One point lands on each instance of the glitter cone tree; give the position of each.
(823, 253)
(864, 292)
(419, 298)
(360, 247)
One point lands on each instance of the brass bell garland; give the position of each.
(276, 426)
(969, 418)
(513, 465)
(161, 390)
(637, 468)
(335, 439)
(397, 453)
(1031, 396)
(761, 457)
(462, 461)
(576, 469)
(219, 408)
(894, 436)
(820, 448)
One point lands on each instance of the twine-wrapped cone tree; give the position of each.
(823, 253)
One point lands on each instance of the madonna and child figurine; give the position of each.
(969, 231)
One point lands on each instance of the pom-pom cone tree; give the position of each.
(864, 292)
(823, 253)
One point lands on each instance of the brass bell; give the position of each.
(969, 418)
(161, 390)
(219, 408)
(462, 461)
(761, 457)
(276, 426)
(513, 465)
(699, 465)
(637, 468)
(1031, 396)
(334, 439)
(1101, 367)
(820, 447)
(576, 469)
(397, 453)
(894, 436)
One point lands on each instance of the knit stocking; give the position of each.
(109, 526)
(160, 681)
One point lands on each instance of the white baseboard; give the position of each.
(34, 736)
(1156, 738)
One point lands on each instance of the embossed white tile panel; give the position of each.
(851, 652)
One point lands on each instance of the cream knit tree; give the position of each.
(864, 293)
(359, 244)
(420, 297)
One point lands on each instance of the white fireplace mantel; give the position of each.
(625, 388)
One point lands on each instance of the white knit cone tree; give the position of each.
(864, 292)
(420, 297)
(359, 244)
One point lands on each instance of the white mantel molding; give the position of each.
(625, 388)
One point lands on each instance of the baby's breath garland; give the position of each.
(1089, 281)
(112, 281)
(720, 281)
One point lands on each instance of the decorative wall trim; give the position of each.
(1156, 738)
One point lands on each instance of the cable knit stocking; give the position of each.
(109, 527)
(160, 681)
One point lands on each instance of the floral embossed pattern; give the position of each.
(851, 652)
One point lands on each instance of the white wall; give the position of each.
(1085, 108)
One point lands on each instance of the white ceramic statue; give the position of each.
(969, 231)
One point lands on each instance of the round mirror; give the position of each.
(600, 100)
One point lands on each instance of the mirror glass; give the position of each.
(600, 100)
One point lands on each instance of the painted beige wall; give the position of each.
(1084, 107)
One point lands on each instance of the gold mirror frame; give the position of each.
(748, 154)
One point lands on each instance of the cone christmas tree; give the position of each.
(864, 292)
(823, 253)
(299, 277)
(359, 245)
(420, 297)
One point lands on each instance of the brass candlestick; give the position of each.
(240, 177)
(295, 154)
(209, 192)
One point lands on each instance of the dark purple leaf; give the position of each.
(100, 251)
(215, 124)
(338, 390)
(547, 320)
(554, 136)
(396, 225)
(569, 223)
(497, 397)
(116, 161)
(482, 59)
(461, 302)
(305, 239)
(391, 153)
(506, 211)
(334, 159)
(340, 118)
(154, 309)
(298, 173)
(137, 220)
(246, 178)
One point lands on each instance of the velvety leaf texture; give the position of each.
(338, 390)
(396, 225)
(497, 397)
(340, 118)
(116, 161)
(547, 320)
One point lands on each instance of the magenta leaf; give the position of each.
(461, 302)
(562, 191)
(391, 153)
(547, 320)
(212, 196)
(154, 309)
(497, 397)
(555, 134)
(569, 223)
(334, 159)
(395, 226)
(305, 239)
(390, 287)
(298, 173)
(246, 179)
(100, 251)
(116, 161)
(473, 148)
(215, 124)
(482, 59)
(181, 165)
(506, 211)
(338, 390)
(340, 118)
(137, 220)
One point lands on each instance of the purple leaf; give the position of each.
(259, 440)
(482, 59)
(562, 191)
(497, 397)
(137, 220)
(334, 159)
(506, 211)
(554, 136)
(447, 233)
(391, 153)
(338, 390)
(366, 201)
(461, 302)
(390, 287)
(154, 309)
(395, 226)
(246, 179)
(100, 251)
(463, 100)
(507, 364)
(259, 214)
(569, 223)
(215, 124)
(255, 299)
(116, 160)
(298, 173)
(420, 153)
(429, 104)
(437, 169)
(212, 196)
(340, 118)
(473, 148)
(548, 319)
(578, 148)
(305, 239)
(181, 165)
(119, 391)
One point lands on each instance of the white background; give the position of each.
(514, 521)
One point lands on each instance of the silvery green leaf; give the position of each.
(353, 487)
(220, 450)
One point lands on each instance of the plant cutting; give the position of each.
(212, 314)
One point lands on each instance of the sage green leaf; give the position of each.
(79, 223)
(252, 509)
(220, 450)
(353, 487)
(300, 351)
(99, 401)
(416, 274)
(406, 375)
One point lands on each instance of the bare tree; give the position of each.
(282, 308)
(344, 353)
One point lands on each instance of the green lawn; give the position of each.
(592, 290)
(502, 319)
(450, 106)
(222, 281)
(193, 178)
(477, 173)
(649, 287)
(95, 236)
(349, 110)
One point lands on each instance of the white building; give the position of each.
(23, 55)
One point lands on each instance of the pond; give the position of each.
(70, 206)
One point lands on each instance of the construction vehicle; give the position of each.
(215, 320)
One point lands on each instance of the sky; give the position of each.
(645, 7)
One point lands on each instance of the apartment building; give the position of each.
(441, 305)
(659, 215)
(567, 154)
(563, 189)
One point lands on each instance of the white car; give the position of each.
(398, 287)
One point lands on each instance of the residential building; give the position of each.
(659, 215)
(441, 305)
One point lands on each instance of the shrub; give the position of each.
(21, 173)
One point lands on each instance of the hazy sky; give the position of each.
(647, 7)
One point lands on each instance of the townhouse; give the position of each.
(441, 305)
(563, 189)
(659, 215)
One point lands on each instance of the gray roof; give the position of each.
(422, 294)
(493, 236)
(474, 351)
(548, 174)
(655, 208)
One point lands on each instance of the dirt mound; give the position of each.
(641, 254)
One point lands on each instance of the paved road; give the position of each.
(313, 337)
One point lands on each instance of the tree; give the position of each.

> [Exercise brief]:
Please return every line of the material above word for word, with nothing changed, added, or left out.

> [Task output]:
One point lands on each instance of the glitter cone tree; give the position of each.
(823, 253)
(864, 292)
(419, 298)
(360, 247)
One point lands on each instance of the brass bell garland; give the position of each.
(276, 426)
(969, 418)
(513, 465)
(161, 390)
(637, 468)
(335, 439)
(397, 453)
(1031, 396)
(761, 457)
(462, 461)
(576, 469)
(219, 408)
(894, 436)
(820, 448)
One point lands on each instance of the twine-wrapped cone tree; give the position of each.
(823, 253)
One point lands on each instance of the madonna and child figurine; give the position of each.
(969, 231)
One point lands on each instance of the pom-pom cone tree; give the position of each.
(864, 292)
(823, 253)
One point lands on each instance of the brass bell; give the position of each.
(969, 418)
(161, 390)
(219, 408)
(462, 461)
(761, 457)
(276, 426)
(513, 465)
(699, 465)
(637, 468)
(1031, 396)
(334, 439)
(1101, 367)
(820, 447)
(576, 469)
(397, 453)
(894, 436)
One point lands on each instance of the knit stocking; give the position of each.
(109, 526)
(160, 681)
One point lands on each instance of the white baseboard; give the position of each.
(34, 736)
(1156, 738)
One point lands on each instance of the embossed white tile panel; give the position of each.
(851, 652)
One point lands on each instance of the cream knit tree; give the position of each.
(864, 293)
(359, 244)
(420, 297)
One point lands on each instance of the white fireplace mantel; give the position of each.
(625, 388)
One point lands on each instance of the white knit cone tree; give the position of each.
(864, 292)
(420, 297)
(359, 244)
One point lands on each instance of the white mantel molding; give the position of each.
(625, 388)
One point lands on each instance of the baby's breath garland; give the position of each.
(1089, 281)
(112, 281)
(720, 281)
One point lands on each instance of the decorative wall trim; give the position of each.
(1156, 738)
One point lands on each instance of the cable knit stocking; give the position of each.
(109, 527)
(160, 681)
One point lands on each instance of the floral embossed pattern; give the position of each.
(851, 652)
One point lands on each instance of the white wall; give the position of each.
(1085, 108)
One point lands on each instance of the white ceramic statue; give the position of each.
(969, 231)
One point lands on each instance of the round mirror; give the position of each.
(600, 100)
One point lands on each instance of the mirror glass; give the position of each.
(600, 100)
One point lands on each instance of the painted beige wall; give the position of each.
(1084, 107)
One point lands on each instance of the gold mirror frame; give the position of each.
(748, 154)
One point lands on each instance of the cone christmas tree; give the position of each.
(864, 292)
(823, 253)
(299, 277)
(359, 245)
(420, 297)
One point lands on each instance of the brass candlestick; give the position of each.
(240, 177)
(295, 154)
(209, 192)
One point lands on each instance of the dark purple leaf; give the position of each.
(100, 251)
(215, 124)
(338, 390)
(547, 320)
(554, 136)
(396, 225)
(569, 223)
(497, 397)
(116, 161)
(482, 59)
(461, 302)
(305, 239)
(391, 153)
(506, 211)
(334, 159)
(340, 118)
(154, 309)
(298, 173)
(137, 220)
(246, 178)
One point lands on each instance of the velvety leaf texture; give the position of each.
(338, 390)
(396, 225)
(497, 397)
(340, 118)
(116, 161)
(547, 320)
One point lands on each instance of the magenta leaf; give the position of each.
(461, 302)
(562, 191)
(391, 153)
(547, 320)
(212, 196)
(154, 309)
(497, 397)
(555, 134)
(569, 223)
(334, 159)
(395, 226)
(305, 239)
(390, 287)
(298, 173)
(246, 179)
(100, 251)
(116, 161)
(473, 148)
(215, 124)
(482, 59)
(181, 165)
(506, 211)
(338, 390)
(340, 118)
(137, 220)
One point lands on each instance of the purple leaf; give the position of each.
(259, 440)
(482, 59)
(562, 191)
(497, 397)
(137, 220)
(334, 159)
(506, 211)
(554, 136)
(447, 233)
(391, 153)
(338, 390)
(366, 201)
(461, 302)
(390, 287)
(154, 309)
(395, 226)
(246, 179)
(100, 251)
(463, 100)
(507, 364)
(259, 214)
(569, 223)
(215, 124)
(255, 299)
(116, 160)
(298, 173)
(420, 153)
(429, 104)
(437, 169)
(212, 196)
(340, 118)
(473, 148)
(548, 319)
(578, 148)
(305, 239)
(181, 165)
(119, 391)
One point lands on each instance of the white background; give the position of each.
(514, 521)
One point lands on each instance of the silvery green leaf; give the position of each.
(353, 487)
(220, 450)
One point lands on each instance of the plant cutting; give the position of each.
(212, 314)
One point lands on each instance of the sage green leaf; give the position of each.
(79, 223)
(252, 509)
(220, 450)
(353, 487)
(300, 351)
(99, 401)
(416, 274)
(406, 375)
One point lands on each instance of the bare tree; give the position of each.
(282, 308)
(344, 353)
One point lands on each instance of the green lawn; give the position of each.
(592, 290)
(502, 319)
(450, 106)
(222, 281)
(193, 178)
(477, 173)
(649, 287)
(95, 236)
(349, 110)
One point lands on each instance of the white building; give the position of each.
(23, 55)
One point lands on each instance of the pond; give the position of each.
(70, 206)
One point lands on each instance of the construction vehicle; give the position of each.
(215, 320)
One point lands on each instance of the sky; give the position of each.
(645, 7)
One point lands on each instance of the apartment building; give the position of each.
(441, 305)
(659, 215)
(567, 154)
(563, 189)
One point lands on each instance of the white car; give the position of each.
(398, 287)
One point lands on each instance of the residential building; give the position of each.
(659, 215)
(441, 305)
One point lands on each instance of the shrub; give the position of each.
(21, 173)
One point lands on each instance of the hazy sky; give the position of each.
(647, 7)
One point lands on each instance of the townhouse; give the position of each.
(441, 305)
(563, 189)
(659, 215)
One point lands on each instance of the gray roof; give the position of each.
(422, 294)
(493, 236)
(474, 351)
(548, 174)
(655, 208)
One point lands on each instance of the dirt mound; give the position of each.
(641, 254)
One point lands on each instance of the paved road; give the position of each.
(313, 337)
One point lands on each instance of the tree; give the position of each.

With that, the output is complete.